What needs to be done
From the 10th Earl of Home biography below, reproduce word for word the passage that opens with the words "Alexander Ramey-Home, 10th" and closes with "by Royal Licence.".

Source extract
— begin —

- Born: Alexander Home 11 November 1769 Coldstream, Berwickshire, Scotland
- Died: 21 October 1841 (aged 71) Coldstream, Berwickshire, Scotland
- Spouse: Lady Elizabeth Scott ​ ​(m. 1798)​
- Issue: Cospatrick Home, 11th Earl of Home; The Hon. William Ramey-Home; The Hon. Henry Home;
- Parents: Alexander Home, 9th Earl of Home Abigail Brown Ramey

= Alexander Home, 10th Earl of Home =

British peer

Alexander Ramey-Home, 10th Earl of Home (11 November 1769 – 21 October 1841), styled Lord Dunglass from 1781 to 1786, was a British politician and nobleman. He served as a Scottish representative peer between 1807 and 1841.

==Background==
He was the son of the Rev. Alexander Home, 9th Earl of Home, and his third wife, Abigail Brown Ramey. He succeeded to his father's titles and estates on 8 October 1786. He was given the name of Alexander Home at birth, but on 1 March 1814, his name was legally changed to Alexander Ramey-Home by Royal Licence.

==Career==
He held office as the first Lord Lieutenant of Berwickshire between 1794 and 1841. In 1798 he was appointed Lieutenant-Colonel of the 10th (or Edinburgh) Regiment of North British Militia under the command of his father-in-law, Henry Scott, 3rd Duke of Buccleuch. In 1802 the regiment was split, and Home became Colonel of the Berwickshire, Haddington, Linlithgow and Peebles Militia.

==Marriage and issue==
On 6 November 1798, he married Lady Elizabeth Scott, daughter of the 3rd Duke of Buccleuch, and Lady Elizabeth Montagu (daughter of George Montagu, 1st Duke of Montagu).

— end —

Dataset excerpts
— begin —

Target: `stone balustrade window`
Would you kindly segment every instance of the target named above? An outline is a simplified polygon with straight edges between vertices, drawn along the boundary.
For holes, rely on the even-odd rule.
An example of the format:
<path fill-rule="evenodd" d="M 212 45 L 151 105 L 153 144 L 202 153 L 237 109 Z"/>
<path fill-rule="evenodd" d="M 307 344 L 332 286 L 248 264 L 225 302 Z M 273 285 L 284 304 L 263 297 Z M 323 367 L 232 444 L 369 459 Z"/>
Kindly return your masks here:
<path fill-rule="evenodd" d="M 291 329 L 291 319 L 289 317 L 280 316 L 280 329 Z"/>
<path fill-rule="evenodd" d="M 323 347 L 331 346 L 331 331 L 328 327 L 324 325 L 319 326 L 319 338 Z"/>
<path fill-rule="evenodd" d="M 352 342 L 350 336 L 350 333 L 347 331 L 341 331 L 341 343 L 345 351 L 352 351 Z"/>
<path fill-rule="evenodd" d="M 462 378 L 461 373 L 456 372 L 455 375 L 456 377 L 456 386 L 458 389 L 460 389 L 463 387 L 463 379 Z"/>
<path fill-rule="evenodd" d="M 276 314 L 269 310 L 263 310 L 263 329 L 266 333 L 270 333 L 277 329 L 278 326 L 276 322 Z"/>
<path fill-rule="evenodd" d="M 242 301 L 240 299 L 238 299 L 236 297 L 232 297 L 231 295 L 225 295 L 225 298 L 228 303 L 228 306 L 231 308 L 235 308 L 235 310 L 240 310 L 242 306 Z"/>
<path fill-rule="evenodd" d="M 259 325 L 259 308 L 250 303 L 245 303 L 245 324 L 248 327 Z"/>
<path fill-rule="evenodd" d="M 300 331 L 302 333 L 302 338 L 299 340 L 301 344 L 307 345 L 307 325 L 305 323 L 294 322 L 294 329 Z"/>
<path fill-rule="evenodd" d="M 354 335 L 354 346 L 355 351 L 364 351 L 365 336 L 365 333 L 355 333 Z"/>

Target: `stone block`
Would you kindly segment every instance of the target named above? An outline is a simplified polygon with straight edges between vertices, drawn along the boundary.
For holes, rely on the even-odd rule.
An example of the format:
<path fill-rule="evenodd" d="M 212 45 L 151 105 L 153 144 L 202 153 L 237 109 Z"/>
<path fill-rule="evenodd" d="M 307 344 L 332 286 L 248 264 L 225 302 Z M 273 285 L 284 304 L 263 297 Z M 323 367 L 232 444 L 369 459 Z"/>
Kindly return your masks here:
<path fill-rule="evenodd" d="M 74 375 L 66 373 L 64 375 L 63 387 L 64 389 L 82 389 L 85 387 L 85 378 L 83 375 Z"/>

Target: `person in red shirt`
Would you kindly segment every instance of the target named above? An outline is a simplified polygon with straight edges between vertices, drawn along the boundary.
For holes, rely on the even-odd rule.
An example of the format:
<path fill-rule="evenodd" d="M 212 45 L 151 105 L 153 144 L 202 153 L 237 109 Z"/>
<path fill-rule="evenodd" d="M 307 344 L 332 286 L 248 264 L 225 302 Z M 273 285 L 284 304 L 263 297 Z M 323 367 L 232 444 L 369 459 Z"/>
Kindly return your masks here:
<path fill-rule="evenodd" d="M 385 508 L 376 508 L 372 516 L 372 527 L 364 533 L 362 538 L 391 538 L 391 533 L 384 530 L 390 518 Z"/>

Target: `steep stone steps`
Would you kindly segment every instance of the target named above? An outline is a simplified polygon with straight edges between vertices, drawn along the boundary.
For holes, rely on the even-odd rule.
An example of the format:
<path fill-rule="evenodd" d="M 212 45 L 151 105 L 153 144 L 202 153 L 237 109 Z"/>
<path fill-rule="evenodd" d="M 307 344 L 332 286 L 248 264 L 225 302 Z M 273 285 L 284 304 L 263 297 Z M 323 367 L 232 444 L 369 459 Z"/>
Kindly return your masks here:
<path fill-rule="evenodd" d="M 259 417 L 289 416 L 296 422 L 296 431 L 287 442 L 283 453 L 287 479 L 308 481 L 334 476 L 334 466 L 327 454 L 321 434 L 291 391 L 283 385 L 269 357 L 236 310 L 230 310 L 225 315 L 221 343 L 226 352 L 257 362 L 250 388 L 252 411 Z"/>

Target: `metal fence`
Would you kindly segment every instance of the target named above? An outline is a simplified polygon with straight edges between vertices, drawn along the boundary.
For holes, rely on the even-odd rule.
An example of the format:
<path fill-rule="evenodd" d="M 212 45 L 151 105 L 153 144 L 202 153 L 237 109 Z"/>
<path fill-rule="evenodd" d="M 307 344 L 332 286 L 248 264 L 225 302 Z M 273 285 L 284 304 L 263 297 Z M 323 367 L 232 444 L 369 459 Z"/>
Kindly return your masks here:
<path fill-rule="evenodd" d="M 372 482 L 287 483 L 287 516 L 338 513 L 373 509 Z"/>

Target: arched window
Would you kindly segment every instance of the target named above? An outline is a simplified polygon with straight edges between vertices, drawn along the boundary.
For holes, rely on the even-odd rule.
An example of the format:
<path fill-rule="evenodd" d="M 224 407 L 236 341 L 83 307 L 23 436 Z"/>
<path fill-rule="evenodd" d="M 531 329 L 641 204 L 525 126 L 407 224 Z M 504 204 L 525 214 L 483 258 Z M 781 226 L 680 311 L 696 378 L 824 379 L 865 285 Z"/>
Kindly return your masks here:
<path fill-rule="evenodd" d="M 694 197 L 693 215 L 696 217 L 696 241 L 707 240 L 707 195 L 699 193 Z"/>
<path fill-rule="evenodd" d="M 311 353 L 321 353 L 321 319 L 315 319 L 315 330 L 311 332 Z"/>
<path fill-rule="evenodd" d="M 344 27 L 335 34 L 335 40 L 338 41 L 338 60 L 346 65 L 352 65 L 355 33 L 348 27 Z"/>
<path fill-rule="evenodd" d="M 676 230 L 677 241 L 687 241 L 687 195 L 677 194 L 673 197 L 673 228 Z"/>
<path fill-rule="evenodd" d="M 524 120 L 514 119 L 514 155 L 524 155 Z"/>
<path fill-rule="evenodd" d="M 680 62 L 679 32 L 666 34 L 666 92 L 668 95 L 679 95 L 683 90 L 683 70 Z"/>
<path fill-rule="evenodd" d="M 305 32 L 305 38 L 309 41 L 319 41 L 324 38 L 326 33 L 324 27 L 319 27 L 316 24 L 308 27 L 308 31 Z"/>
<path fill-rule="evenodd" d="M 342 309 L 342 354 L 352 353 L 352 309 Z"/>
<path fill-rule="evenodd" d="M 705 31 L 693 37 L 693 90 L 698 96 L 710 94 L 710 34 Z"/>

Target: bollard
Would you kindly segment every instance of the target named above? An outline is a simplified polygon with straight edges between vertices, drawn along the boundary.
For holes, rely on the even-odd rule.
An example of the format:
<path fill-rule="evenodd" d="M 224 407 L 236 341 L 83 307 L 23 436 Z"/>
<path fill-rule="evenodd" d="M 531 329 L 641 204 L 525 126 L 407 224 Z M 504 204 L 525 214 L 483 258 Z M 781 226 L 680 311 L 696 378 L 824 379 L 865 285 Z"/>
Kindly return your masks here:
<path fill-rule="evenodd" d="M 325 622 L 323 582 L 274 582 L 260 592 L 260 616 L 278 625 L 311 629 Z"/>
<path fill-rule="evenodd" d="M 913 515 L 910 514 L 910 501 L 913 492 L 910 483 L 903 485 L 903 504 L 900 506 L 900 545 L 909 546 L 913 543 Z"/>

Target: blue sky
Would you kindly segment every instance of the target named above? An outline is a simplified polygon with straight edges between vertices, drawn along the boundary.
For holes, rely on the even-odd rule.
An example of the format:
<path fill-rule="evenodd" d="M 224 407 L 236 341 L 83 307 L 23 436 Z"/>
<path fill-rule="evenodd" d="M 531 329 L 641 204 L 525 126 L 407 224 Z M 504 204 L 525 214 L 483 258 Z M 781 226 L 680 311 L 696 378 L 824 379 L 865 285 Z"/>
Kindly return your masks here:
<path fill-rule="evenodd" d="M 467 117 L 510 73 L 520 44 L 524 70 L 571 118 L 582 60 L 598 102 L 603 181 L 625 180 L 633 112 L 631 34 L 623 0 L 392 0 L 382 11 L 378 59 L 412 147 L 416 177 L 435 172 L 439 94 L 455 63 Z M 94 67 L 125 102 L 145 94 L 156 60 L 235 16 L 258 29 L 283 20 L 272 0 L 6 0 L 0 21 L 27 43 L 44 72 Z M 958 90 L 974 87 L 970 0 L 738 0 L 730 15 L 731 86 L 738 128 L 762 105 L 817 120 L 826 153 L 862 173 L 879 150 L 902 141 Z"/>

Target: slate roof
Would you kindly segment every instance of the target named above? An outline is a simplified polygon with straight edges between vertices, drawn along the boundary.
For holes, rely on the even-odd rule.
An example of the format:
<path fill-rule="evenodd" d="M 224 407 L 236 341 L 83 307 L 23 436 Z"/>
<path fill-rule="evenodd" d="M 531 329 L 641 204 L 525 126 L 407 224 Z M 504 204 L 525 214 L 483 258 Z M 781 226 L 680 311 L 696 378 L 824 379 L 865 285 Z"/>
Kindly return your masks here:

— end —

Result of the task
Alexander Ramey-Home, 10th Earl of Home (11 November 1769 – 21 October 1841), styled Lord Dunglass from 1781 to 1786, was a British politician and nobleman. He served as a Scottish representative peer between 1807 and 1841.

==Background==
He was the son of the Rev. Alexander Home, 9th Earl of Home, and his third wife, Abigail Brown Ramey. He succeeded to his father's titles and estates on 8 October 1786. He was given the name of Alexander Home at birth, but on 1 March 1814, his name was legally changed to Alexander Ramey-Home by Royal Licence.